-- begin Supplied records --

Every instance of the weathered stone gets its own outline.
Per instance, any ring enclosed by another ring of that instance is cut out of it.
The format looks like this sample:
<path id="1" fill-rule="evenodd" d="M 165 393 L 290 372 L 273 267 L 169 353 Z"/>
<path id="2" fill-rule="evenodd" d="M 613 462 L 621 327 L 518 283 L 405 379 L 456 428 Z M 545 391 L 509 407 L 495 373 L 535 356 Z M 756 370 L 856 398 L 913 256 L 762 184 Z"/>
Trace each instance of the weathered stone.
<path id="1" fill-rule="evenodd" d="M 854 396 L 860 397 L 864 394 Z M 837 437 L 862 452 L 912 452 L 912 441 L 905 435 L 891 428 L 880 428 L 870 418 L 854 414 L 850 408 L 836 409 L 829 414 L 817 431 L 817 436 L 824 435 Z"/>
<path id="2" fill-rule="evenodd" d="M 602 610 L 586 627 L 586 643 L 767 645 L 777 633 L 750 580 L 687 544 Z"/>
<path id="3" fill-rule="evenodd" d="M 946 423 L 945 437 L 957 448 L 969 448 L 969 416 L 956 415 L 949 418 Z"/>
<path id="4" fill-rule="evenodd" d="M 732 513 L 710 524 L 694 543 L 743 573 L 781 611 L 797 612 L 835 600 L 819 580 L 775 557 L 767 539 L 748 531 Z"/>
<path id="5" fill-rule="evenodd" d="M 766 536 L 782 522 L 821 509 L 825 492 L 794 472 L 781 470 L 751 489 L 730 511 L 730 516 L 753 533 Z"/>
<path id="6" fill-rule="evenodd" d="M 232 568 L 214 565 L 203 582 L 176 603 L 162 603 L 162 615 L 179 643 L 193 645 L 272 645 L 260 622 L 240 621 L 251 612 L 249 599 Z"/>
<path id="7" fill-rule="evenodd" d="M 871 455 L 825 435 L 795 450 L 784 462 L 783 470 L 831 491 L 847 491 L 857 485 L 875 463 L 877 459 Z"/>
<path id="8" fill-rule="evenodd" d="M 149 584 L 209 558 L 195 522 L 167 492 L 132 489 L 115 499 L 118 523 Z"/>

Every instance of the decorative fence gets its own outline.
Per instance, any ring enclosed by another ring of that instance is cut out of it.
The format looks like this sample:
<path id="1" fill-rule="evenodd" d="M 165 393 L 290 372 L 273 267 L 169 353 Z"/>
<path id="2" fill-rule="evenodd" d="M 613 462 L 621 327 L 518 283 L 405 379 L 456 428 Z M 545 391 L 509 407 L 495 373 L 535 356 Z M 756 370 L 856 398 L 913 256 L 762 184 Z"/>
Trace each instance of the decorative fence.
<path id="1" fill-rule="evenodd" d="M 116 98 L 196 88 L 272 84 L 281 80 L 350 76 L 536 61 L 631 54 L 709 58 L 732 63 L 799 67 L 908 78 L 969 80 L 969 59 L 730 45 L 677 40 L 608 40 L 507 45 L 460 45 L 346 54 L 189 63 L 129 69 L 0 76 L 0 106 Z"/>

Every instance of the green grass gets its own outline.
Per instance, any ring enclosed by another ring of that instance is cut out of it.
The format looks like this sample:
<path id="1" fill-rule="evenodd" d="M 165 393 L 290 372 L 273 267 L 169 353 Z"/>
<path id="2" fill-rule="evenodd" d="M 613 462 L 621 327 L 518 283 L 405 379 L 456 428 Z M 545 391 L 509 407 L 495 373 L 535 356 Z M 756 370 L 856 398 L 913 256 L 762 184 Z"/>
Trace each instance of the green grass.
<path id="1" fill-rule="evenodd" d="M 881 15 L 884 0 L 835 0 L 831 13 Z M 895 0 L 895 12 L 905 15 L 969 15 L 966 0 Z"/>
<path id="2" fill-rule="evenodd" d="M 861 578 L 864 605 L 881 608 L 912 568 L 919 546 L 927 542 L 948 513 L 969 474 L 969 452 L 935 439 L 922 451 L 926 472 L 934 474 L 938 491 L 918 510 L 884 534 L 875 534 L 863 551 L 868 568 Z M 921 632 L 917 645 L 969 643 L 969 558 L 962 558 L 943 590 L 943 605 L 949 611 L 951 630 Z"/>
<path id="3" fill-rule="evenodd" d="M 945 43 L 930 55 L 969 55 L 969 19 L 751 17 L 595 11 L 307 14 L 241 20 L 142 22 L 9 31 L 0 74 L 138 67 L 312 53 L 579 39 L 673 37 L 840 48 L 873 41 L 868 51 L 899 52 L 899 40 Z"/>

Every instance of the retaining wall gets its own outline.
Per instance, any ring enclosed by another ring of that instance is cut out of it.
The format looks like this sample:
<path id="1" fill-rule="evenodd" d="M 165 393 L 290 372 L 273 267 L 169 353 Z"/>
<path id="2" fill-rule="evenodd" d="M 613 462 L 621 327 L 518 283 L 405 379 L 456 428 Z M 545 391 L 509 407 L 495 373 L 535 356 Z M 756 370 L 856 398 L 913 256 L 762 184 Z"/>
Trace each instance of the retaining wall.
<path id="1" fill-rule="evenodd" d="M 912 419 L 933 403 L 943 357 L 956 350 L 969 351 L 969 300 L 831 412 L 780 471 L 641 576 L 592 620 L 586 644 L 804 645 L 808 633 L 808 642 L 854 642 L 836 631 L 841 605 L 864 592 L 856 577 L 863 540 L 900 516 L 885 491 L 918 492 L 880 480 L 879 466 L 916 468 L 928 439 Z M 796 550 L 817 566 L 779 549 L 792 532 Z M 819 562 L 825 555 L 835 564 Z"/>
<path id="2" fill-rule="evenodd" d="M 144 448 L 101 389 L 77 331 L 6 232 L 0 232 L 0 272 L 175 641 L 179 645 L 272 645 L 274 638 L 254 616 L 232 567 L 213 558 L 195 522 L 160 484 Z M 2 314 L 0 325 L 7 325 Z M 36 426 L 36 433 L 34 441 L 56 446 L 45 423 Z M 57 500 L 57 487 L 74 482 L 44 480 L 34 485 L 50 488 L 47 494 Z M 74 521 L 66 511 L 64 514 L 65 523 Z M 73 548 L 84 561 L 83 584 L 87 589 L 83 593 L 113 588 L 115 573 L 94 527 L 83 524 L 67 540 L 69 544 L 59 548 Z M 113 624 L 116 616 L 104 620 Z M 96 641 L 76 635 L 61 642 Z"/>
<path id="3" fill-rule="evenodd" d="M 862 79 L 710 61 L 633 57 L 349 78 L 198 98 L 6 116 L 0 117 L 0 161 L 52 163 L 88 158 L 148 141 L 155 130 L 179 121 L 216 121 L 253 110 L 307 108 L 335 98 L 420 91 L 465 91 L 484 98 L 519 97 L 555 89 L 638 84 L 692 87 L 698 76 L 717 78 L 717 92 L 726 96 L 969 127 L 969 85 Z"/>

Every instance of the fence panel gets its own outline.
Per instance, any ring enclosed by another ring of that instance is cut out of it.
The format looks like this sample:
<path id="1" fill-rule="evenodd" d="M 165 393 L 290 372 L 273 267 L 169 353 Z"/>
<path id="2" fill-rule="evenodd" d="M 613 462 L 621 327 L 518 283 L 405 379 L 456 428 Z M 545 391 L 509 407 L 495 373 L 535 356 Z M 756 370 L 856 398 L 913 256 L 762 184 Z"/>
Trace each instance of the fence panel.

-- end Supplied records --

## Problem statement
Copy every line of the records above without any change.

## Expected output
Every instance of the weathered stone gets its own outline.
Per instance, any ring enclosed by another ring of that instance is cut out of it.
The format looks like this sample:
<path id="1" fill-rule="evenodd" d="M 165 393 L 290 372 L 273 267 L 169 353 Z"/>
<path id="2" fill-rule="evenodd" d="M 613 462 L 621 327 L 518 283 L 405 379 L 456 428 Z M 545 391 L 509 407 L 495 373 L 535 356 Z M 756 370 L 856 398 L 913 256 L 762 184 Z"/>
Trace each instance of the weathered stone.
<path id="1" fill-rule="evenodd" d="M 854 396 L 860 397 L 864 394 Z M 837 437 L 862 452 L 912 452 L 912 441 L 905 435 L 891 428 L 880 428 L 870 418 L 854 414 L 850 408 L 836 409 L 829 414 L 817 431 L 817 436 L 824 435 Z"/>
<path id="2" fill-rule="evenodd" d="M 602 610 L 586 627 L 586 643 L 767 645 L 777 633 L 750 580 L 687 544 Z"/>
<path id="3" fill-rule="evenodd" d="M 946 423 L 945 437 L 957 448 L 969 448 L 969 416 L 956 415 L 949 418 Z"/>
<path id="4" fill-rule="evenodd" d="M 732 513 L 710 524 L 694 543 L 743 573 L 781 611 L 797 612 L 835 600 L 819 580 L 775 557 L 767 539 L 748 531 Z"/>
<path id="5" fill-rule="evenodd" d="M 766 536 L 782 522 L 821 509 L 825 492 L 794 472 L 781 470 L 751 489 L 730 511 L 730 516 L 753 533 Z"/>
<path id="6" fill-rule="evenodd" d="M 232 568 L 214 565 L 203 582 L 176 603 L 162 603 L 162 615 L 179 643 L 193 645 L 272 645 L 260 622 L 240 621 L 251 612 L 249 599 Z"/>
<path id="7" fill-rule="evenodd" d="M 871 455 L 825 435 L 795 450 L 784 462 L 783 470 L 831 491 L 847 491 L 857 485 L 875 463 L 877 459 Z"/>
<path id="8" fill-rule="evenodd" d="M 149 584 L 209 558 L 195 522 L 167 492 L 132 489 L 115 499 L 118 523 Z"/>

Every instance of the decorative fence gets its own outline.
Per instance, any ring enclosed by another ring of that instance is cut out of it.
The format looks like this sample:
<path id="1" fill-rule="evenodd" d="M 165 393 L 290 372 L 273 267 L 169 353 Z"/>
<path id="2" fill-rule="evenodd" d="M 613 462 L 621 327 L 518 283 L 405 379 L 456 428 Z M 545 391 L 509 407 L 495 373 L 535 356 Z M 756 370 L 856 398 L 913 256 L 762 184 Z"/>
Trace each instance of the decorative fence.
<path id="1" fill-rule="evenodd" d="M 116 98 L 196 88 L 272 84 L 281 80 L 350 76 L 536 61 L 631 54 L 709 58 L 732 63 L 799 67 L 908 78 L 969 80 L 969 59 L 730 45 L 677 40 L 608 40 L 507 45 L 460 45 L 346 54 L 189 63 L 129 69 L 0 76 L 0 106 Z"/>

Every instance of the green grass gets its own outline.
Per instance, any ring enclosed by another ring of that instance is cut out of it.
The format looks like this sample:
<path id="1" fill-rule="evenodd" d="M 165 393 L 290 372 L 273 267 L 169 353 Z"/>
<path id="2" fill-rule="evenodd" d="M 613 462 L 621 327 L 518 283 L 405 379 L 456 428 Z M 545 391 L 509 407 L 495 373 L 535 356 Z M 756 370 L 856 398 L 913 256 L 762 184 Z"/>
Trace each instance of the green grass.
<path id="1" fill-rule="evenodd" d="M 881 15 L 884 0 L 835 0 L 831 13 Z M 895 0 L 895 12 L 905 15 L 969 15 L 966 0 Z"/>
<path id="2" fill-rule="evenodd" d="M 861 578 L 864 605 L 881 608 L 912 568 L 919 546 L 927 542 L 948 513 L 969 474 L 969 452 L 935 439 L 922 451 L 926 472 L 934 474 L 938 491 L 918 510 L 884 534 L 875 534 L 863 551 L 868 568 Z M 921 632 L 917 645 L 969 643 L 969 558 L 962 558 L 943 590 L 943 605 L 949 611 L 951 630 Z"/>
<path id="3" fill-rule="evenodd" d="M 945 43 L 930 55 L 969 55 L 969 19 L 751 17 L 595 11 L 307 14 L 241 20 L 142 22 L 9 31 L 0 74 L 138 67 L 312 53 L 579 39 L 673 37 L 840 48 L 873 41 L 868 51 L 899 52 L 899 40 Z"/>

Every instance of the retaining wall gets its own outline.
Per instance, any ring enclosed by another ring of that instance is cut out of it.
The format looks like this sample:
<path id="1" fill-rule="evenodd" d="M 165 393 L 290 372 L 273 267 L 169 353 Z"/>
<path id="2" fill-rule="evenodd" d="M 613 462 L 621 327 L 518 283 L 405 379 L 456 428 Z M 545 391 L 509 407 L 495 373 L 535 356 Z M 756 370 L 856 398 L 913 256 L 762 184 Z"/>
Trace each instance of the retaining wall.
<path id="1" fill-rule="evenodd" d="M 912 419 L 933 403 L 943 357 L 956 350 L 969 351 L 969 300 L 831 412 L 780 471 L 641 576 L 592 620 L 586 644 L 804 645 L 808 633 L 808 642 L 854 642 L 836 631 L 841 605 L 864 592 L 856 577 L 863 540 L 900 516 L 885 491 L 918 492 L 880 480 L 879 466 L 916 468 L 928 439 Z M 796 550 L 817 566 L 779 549 L 792 532 Z M 819 562 L 825 555 L 835 564 Z"/>
<path id="2" fill-rule="evenodd" d="M 144 448 L 101 389 L 77 331 L 6 232 L 0 232 L 0 272 L 175 641 L 179 645 L 272 645 L 274 638 L 254 616 L 232 567 L 213 558 L 195 522 L 160 484 Z M 2 314 L 0 325 L 7 325 Z M 36 426 L 36 433 L 34 441 L 56 446 L 45 423 Z M 57 500 L 57 487 L 74 482 L 44 480 L 34 485 L 50 488 L 47 494 Z M 74 521 L 66 511 L 64 514 L 65 523 Z M 73 548 L 84 561 L 83 584 L 87 589 L 83 593 L 113 588 L 115 573 L 94 527 L 83 524 L 67 540 L 69 544 L 59 548 Z M 113 624 L 116 616 L 104 620 Z M 96 641 L 76 635 L 61 642 Z"/>
<path id="3" fill-rule="evenodd" d="M 862 79 L 710 61 L 633 57 L 349 78 L 198 98 L 6 116 L 0 117 L 0 161 L 52 163 L 88 158 L 148 141 L 155 130 L 179 121 L 216 121 L 253 110 L 307 108 L 335 98 L 420 91 L 465 91 L 484 98 L 519 97 L 555 89 L 638 84 L 692 87 L 698 76 L 717 78 L 717 92 L 726 96 L 969 127 L 969 85 Z"/>

Every instance of the fence panel gets its own outline.
Per instance, any ring enclosed by another ring of that instance is cut out of it.
The format looks like this sample:
<path id="1" fill-rule="evenodd" d="M 165 393 L 290 372 L 273 267 L 169 353 Z"/>
<path id="2" fill-rule="evenodd" d="M 613 462 L 621 327 L 518 283 L 405 379 L 456 428 Z M 545 391 L 509 407 L 495 373 L 535 356 Z M 756 370 L 856 398 L 913 256 L 762 184 Z"/>
Trace each instance of the fence panel.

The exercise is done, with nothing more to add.